Task to complete: Rewrite the listing as a numbered list from its start through the line containing "Give the mask of every instance of the blue hockey", inclusive, skipping blank lines and omitting the picture.

Source data:
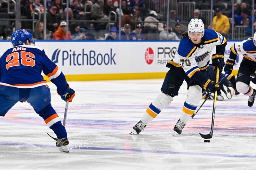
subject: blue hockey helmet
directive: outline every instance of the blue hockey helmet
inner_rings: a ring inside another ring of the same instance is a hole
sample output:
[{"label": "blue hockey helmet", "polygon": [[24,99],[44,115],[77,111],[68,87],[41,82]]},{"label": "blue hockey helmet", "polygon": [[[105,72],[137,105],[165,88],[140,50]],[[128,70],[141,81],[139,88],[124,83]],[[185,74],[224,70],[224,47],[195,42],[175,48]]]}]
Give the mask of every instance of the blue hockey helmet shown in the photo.
[{"label": "blue hockey helmet", "polygon": [[15,31],[12,35],[11,41],[13,47],[25,44],[26,40],[28,40],[32,45],[35,45],[33,35],[29,31],[25,29]]}]

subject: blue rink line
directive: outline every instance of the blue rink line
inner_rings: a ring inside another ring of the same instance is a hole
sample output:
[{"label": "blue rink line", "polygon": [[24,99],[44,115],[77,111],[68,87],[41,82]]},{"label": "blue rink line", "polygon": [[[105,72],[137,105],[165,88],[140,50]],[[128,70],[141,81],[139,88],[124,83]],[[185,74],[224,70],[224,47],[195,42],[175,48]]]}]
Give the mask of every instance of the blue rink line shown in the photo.
[{"label": "blue rink line", "polygon": [[[37,147],[48,147],[55,148],[54,145],[42,145],[38,144],[28,144],[18,143],[8,143],[5,142],[0,142],[0,145],[16,146],[34,146]],[[231,158],[242,158],[256,159],[256,155],[232,155],[228,154],[223,154],[221,153],[206,153],[200,152],[175,152],[170,151],[164,151],[158,150],[141,150],[140,149],[125,149],[113,148],[100,148],[97,147],[76,147],[74,146],[70,146],[68,147],[69,148],[73,149],[84,149],[86,150],[94,150],[95,151],[122,151],[128,152],[157,153],[163,154],[170,154],[176,155],[198,155],[208,156],[215,156],[220,157],[227,157]],[[71,152],[72,152],[72,150]]]}]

The result:
1. subject: blue hockey helmet
2. directive: outline every instance of the blue hockey helmet
3. inner_rings: a ring inside another ring of the same instance is a hole
4. sample output:
5. [{"label": "blue hockey helmet", "polygon": [[24,99],[44,115],[77,111],[68,87],[41,82]]},{"label": "blue hockey helmet", "polygon": [[[105,72],[137,105],[165,88],[140,50]],[[128,70],[141,81],[139,88],[124,83]],[[185,74],[224,70],[224,47],[195,42],[175,48]]]}]
6. Give the mask of every instance of the blue hockey helmet shown in the photo.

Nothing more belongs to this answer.